Start of LISTED RECORDS

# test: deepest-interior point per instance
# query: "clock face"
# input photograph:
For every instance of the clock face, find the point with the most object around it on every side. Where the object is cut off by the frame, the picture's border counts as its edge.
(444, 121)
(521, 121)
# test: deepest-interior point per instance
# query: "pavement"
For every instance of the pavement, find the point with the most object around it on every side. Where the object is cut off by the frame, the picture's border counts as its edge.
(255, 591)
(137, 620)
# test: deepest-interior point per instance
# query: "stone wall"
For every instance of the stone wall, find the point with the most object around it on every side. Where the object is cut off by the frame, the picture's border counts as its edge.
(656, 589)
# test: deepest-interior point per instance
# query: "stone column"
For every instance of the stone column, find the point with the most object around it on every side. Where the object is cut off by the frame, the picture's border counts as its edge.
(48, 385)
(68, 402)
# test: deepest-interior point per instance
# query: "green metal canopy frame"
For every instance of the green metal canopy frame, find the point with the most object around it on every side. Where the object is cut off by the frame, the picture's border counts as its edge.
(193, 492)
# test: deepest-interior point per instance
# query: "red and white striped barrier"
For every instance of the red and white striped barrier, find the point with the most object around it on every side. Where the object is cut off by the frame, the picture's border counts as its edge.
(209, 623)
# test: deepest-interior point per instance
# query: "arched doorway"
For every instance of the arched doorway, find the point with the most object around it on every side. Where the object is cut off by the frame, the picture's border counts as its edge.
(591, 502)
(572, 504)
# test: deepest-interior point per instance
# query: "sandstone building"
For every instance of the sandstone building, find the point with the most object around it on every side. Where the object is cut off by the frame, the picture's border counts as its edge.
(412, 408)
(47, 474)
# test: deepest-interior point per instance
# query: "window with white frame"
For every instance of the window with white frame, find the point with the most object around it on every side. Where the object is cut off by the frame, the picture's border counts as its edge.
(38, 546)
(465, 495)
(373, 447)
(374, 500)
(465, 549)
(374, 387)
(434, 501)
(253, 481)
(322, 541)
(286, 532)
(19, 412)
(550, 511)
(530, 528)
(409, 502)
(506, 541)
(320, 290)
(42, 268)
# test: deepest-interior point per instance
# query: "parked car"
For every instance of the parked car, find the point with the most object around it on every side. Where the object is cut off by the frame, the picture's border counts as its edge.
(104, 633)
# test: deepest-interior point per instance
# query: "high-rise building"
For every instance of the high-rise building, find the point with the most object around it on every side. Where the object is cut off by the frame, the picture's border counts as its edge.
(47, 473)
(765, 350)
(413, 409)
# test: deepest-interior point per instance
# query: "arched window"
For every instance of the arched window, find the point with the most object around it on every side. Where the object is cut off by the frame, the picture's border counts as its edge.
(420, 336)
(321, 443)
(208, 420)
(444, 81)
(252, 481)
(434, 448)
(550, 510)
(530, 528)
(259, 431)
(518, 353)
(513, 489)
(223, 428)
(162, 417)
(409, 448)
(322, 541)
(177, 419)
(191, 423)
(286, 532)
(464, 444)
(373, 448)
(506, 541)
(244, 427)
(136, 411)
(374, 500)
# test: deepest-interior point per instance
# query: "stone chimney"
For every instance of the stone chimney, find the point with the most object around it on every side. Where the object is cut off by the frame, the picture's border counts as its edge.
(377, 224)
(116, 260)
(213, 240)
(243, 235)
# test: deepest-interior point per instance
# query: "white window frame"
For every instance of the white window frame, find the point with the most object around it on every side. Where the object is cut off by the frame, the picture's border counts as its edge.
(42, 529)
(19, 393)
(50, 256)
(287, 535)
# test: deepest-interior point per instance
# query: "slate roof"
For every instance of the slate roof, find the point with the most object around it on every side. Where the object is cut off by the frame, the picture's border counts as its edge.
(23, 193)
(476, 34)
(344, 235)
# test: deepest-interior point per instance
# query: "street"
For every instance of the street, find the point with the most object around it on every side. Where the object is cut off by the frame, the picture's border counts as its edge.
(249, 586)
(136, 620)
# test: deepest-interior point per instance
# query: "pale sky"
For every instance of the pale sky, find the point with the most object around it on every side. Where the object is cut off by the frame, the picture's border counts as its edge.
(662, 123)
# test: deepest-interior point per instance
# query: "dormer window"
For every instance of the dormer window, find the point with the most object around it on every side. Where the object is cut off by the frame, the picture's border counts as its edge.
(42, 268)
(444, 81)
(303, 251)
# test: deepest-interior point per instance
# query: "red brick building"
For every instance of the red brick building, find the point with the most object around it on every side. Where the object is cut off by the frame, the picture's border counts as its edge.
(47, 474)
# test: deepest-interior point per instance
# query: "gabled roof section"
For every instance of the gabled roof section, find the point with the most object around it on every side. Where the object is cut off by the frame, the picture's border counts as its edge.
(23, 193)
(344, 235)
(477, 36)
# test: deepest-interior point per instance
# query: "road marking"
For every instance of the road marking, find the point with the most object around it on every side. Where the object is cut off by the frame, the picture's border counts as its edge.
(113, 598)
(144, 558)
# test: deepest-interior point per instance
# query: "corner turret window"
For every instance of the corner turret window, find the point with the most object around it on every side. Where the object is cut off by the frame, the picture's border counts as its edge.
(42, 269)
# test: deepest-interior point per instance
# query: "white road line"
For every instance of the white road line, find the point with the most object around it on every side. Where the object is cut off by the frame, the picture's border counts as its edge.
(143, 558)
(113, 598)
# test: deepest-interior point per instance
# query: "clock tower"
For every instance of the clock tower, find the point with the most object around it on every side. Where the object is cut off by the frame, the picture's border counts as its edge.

End of LISTED RECORDS

__DO THIS__
Write the entire listing out again, word for word.

__THE COMPLETED TASK__
# test: deepest-interior point per instance
# query: "clock face"
# input photograph:
For every instance of the clock face, find the point with the most object around it on every side. Where the object is cut off by the frame, the picture's border counts as its edge.
(444, 121)
(521, 121)
# test: deepest-interior point per instance
# query: "pavement"
For every instance of the pavement, find the point with the most object around it on every side. Where the object is cut off by the frame, the picture's border counts as its edge.
(255, 591)
(137, 620)
# test: deepest-interior point per instance
# query: "stone wall"
For every instance of the stone wall, find the point with the most object around it on every side. Where the object is cut off by the frame, the picture's border counts as its edge.
(656, 589)
# test: deepest-interior point per instance
# query: "stone column"
For every instance of the stone column, find the point with the most object around it on every side. Where the object is cut off by the frame, the picture's border counts as its edge.
(48, 385)
(68, 402)
# test: deepest-interior point per instance
# query: "green metal canopy frame"
For every instance of the green metal canopy frame, find the point with the most object around it on every side. Where the object is cut off by the frame, the picture's border counts as its edge.
(193, 492)
# test: deepest-interior point per instance
# query: "red and white striped barrier"
For every instance of the red and white striped barrier, find the point with the most object around it on every side. Where the object is cut off by the frame, the picture's border counts as its edge.
(209, 623)
# test: deepest-interior point per instance
# query: "arched doorway"
For every instance of the arched doorway, find the point with the most object around it on every side. Where the object is cut off by the frame, the picture's border counts as its edge.
(591, 502)
(572, 504)
# test: deepest-interior point per instance
# query: "sandstone building"
For every instance of the sandstone building, find the point with the most object around it on every side. Where the object is cut off by the frame, the picture's border counts as its edge.
(412, 408)
(47, 474)
# test: deepest-interior point per instance
# query: "window with white frame"
For every instance of the window with white frame, find the point with the most object around it on every side. Where the object is cut off by the frame, the picture's border counts as its edge.
(38, 546)
(465, 495)
(373, 447)
(374, 500)
(465, 549)
(374, 387)
(434, 501)
(253, 481)
(322, 541)
(286, 532)
(19, 412)
(550, 511)
(530, 528)
(409, 502)
(506, 541)
(320, 290)
(42, 268)
# test: deepest-interior point per instance
# query: "parked car"
For every instance of the parked car, find the point with the most object around it on every side. Where the object is cut off by the frame, the picture's border counts as its edge.
(104, 633)
# test: deepest-interior point per instance
# query: "high-rise building"
For every instance of the high-rise building, find the point with the most object around it on every side. Where the object is cut off by the frame, the picture's border counts as its edge.
(47, 473)
(765, 350)
(413, 409)
# test: deepest-interior point per instance
# query: "arched window"
For every instance of the arched window, find the point with the most object around it on every side. Where the object is cut off by the frame, the picture's border counts as its edge.
(420, 336)
(321, 443)
(208, 420)
(444, 81)
(252, 481)
(434, 448)
(550, 510)
(530, 528)
(259, 431)
(518, 353)
(513, 489)
(223, 428)
(162, 417)
(409, 448)
(322, 541)
(177, 419)
(191, 423)
(286, 532)
(464, 444)
(373, 448)
(506, 541)
(244, 427)
(136, 411)
(374, 500)
# test: deepest-interior point per instance
# query: "stone chimney"
For every instance of the stone chimney, find the point with the most object around it on every side. Where the object is cut off by the frame, the picture's border counts as its edge.
(377, 224)
(116, 260)
(213, 240)
(243, 235)
# test: deepest-interior point per instance
# query: "white window frame"
For every instance of the white window frame, find the point with the most object around it on every side. Where the object is cut off by the frame, the picture's border counts as its edge.
(42, 529)
(19, 393)
(50, 256)
(287, 535)
# test: deepest-interior point per instance
# query: "slate roof"
For every instance of the slate roof, find the point with the most object around it on every side. Where the object is cut off by the frame, the picture's border counts as its edge.
(23, 193)
(476, 34)
(344, 235)
# test: deepest-interior point per instance
# query: "street"
For every instance of the street, find the point with the most object around it on every side. Where the object is cut off by the frame, the picture's border counts as its edge.
(249, 586)
(136, 620)
# test: deepest-interior point per instance
# query: "pale sky"
For every instance of the pale sky, find the point with the most object around it on every side. Where the object is cut off by the frame, the picture's border counts as its edge.
(662, 123)
# test: deepest-interior point per instance
# query: "dormer window"
For every instance of the dormer window, find the point with the most object around it on every side. Where the object is cut off by the frame, the picture's border counts as its edge.
(42, 268)
(444, 81)
(303, 251)
# test: deepest-interior point per instance
# query: "red brick building"
For every instance of the red brick building, find the point with the most object around it on every side. Where the object is cut off by the frame, the picture's border counts as its edge.
(47, 474)
# test: deepest-interior point per instance
# query: "gabled roof section"
For every instance of the gabled roof section, find the point with the most object around it on every side. Where the object is cut off by the frame, the picture's border counts as its edge.
(23, 193)
(344, 235)
(477, 36)
# test: deepest-interior point per instance
# query: "road marking"
For every instance of the road marking, find the point with the most object around it on every side. Where the object is cut off by the frame, the picture's border counts as its edge.
(113, 598)
(144, 558)
# test: deepest-interior point per instance
# query: "corner turret window"
For every instance of the corner turret window, find the point with the most object around it on every side. Where the object is cut off by the frame, the picture's border counts as its edge.
(42, 269)
# test: deepest-interior point per instance
# query: "white road line"
For every instance of the white road line, find the point with the most object around it on every side. Where the object is cut off by the frame, the picture's border counts as its edge.
(143, 558)
(113, 598)
# test: deepest-interior point per instance
# query: "clock tower"
For every instance of the clock tower, find the point with the most object around it on every side. Where the object is cut off by the frame, the picture's border counts as its edge.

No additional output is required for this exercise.